## TRECHO FORNECIDO
------------

Eu acredito que é uma aposta correta do poder público. Por ser simbólico e pela alta densidade de pessoas circulando na região. O maior desafio é a enorme quantidade de prédios abandonados ou em baixo uso. Um caminho para isso é incentivar a ocupação de parte desses espaços para a indústria cultural e criativa, porque ela irradia no comércio e, posteriormente, no turismo. Outro ponto de atenção fundamental para o Centro é aumentar a quantidade de espaços atraentes para viver. Um conceito interessante é o de vivendas (espaços de coabitação) voltadas tanto para jovens quanto para adultos interessados em residir temporariamente na região.
O senhor mencionou uma ideia aplicada em Barcelona de os prédios da iniciativa privada disponibilizarem partes do imóvel para a prefeitura, que ocuparia os espaços com negócios estratégicos para a região. Vê aplicabilidade no Brasil?

------------

## DADOS FORNECIDOS
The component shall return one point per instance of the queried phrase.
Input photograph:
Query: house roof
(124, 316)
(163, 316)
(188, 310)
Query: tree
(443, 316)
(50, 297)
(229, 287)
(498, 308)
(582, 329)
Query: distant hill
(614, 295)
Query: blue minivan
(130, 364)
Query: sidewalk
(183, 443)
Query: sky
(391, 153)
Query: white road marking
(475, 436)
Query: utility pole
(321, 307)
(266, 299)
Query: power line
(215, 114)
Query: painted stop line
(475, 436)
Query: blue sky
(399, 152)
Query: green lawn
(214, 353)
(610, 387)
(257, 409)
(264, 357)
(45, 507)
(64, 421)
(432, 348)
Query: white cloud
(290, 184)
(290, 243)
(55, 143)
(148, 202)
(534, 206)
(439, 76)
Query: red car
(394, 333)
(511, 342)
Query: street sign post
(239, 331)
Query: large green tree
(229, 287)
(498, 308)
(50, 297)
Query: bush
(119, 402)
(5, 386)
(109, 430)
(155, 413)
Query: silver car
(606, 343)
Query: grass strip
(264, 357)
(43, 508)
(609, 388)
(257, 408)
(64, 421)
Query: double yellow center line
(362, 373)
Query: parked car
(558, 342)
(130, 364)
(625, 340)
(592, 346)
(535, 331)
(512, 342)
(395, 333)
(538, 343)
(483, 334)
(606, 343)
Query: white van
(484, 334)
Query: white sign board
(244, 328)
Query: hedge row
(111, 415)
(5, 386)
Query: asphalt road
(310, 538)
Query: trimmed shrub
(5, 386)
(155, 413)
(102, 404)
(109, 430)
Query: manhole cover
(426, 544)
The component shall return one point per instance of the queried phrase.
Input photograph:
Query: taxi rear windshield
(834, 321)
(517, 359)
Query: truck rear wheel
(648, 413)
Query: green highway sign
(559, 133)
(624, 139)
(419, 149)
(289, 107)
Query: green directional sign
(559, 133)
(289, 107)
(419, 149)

------------

## TAREFAS DO EXERCÍCIO
**a.** Liste todos os nomes próprios de lugares que aparecem no trecho fornecido.
**b.** Devolva sem alterações a parte do trecho fornecido que vai de "Eu acredito que" até "temporariamente na região.", incluindo essas palavras.

## RESPOSTAS POR TAREFA
**a.** Centro, Barcelona, Brasil

**b.**
Eu acredito que é uma aposta correta do poder público. Por ser simbólico e pela alta densidade de pessoas circulando na região. O maior desafio é a enorme quantidade de prédios abandonados ou em baixo uso. Um caminho para isso é incentivar a ocupação de parte desses espaços para a indústria cultural e criativa, porque ela irradia no comércio e, posteriormente, no turismo. Outro ponto de atenção fundamental para o Centro é aumentar a quantidade de espaços atraentes para viver. Um conceito interessante é o de vivendas (espaços de coabitação) voltadas tanto para jovens quanto para adultos interessados em residir temporariamente na região.